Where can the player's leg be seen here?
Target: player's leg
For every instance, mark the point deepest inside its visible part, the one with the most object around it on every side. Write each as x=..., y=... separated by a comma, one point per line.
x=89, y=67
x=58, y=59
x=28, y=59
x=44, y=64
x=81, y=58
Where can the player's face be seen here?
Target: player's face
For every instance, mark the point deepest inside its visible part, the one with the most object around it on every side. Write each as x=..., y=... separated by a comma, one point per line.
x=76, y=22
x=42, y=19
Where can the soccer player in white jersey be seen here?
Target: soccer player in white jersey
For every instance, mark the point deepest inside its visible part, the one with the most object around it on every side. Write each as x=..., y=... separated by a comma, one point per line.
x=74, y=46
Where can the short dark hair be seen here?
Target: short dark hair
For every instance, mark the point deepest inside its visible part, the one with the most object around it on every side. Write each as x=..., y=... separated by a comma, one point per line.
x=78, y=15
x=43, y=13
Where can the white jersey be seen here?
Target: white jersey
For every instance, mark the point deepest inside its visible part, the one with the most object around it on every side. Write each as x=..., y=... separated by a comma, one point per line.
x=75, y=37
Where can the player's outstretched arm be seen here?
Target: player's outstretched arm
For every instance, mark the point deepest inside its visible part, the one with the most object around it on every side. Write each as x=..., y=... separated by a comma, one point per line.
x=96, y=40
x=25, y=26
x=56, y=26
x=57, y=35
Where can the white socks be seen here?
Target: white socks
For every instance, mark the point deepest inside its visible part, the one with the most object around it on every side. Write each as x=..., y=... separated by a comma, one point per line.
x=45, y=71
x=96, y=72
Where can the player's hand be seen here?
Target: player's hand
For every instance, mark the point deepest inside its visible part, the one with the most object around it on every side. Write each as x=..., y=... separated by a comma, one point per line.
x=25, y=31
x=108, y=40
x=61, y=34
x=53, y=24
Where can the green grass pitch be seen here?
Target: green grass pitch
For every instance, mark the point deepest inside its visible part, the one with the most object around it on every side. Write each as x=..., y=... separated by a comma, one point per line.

▶ Description of the task:
Each line above is to be set down again verbatim.

▶ Your solution:
Where can the player's leg be seen here?
Target: player's leg
For every instance, mark the point deepest inside its visible part, the one with the most object around it on every side. Write each as x=..., y=... separated by a comma, one point per line.
x=89, y=67
x=58, y=59
x=28, y=59
x=44, y=64
x=81, y=58
Where can the player's face be seen here?
Target: player's face
For every instance, mark the point deepest inside its visible part, the one with the most object around it on every side. Write each as x=..., y=... separated by a comma, one point per line.
x=76, y=22
x=42, y=19
Where can the soccer player in white jersey be seen here?
Target: soccer player in white jersey
For every instance, mark the point deepest inside its visible part, the one with the most object around it on every side. Write each as x=..., y=... separated by a comma, one point per line.
x=74, y=46
Where can the short dark hair be seen here?
Target: short dark hair
For every instance, mark the point deepest inside its visible part, the one with the most object around it on every side. Write each as x=..., y=... separated by a comma, one point per line.
x=78, y=15
x=43, y=13
Where can the white jersey be seen here?
Target: white jersey
For every instance, mark the point deepest inside its visible part, the one with the most object around it on every side. Write each as x=..., y=... separated by a comma, one point per line.
x=75, y=37
Where can the player's outstretched arm be seen here?
Target: player's outstretched arm
For every instance, mark the point deepest inside its visible part, the one with the most object around it on every side. Write each as x=..., y=... separated by a comma, one point per line.
x=96, y=40
x=25, y=26
x=56, y=26
x=57, y=35
Where can the white socks be seen here?
Target: white socks
For every instance, mark the point deepest inside its visible part, the one with the most object around it on every side. Write each as x=..., y=... separated by a comma, one point per line.
x=45, y=71
x=96, y=72
Where can the player's hand be seen here?
Target: player's hand
For every instance, mark the point deepest inside its visible part, the one with the most object around it on every side. Write each as x=..., y=... separated by a comma, one point per line.
x=25, y=31
x=108, y=40
x=61, y=34
x=53, y=24
Where can the green grass pitch be seen here?
Target: green grass pitch
For every instance, mark the point deepest inside its visible part, the one with the most object around it on every side. Write each as x=..., y=... separated by a comma, one point per line.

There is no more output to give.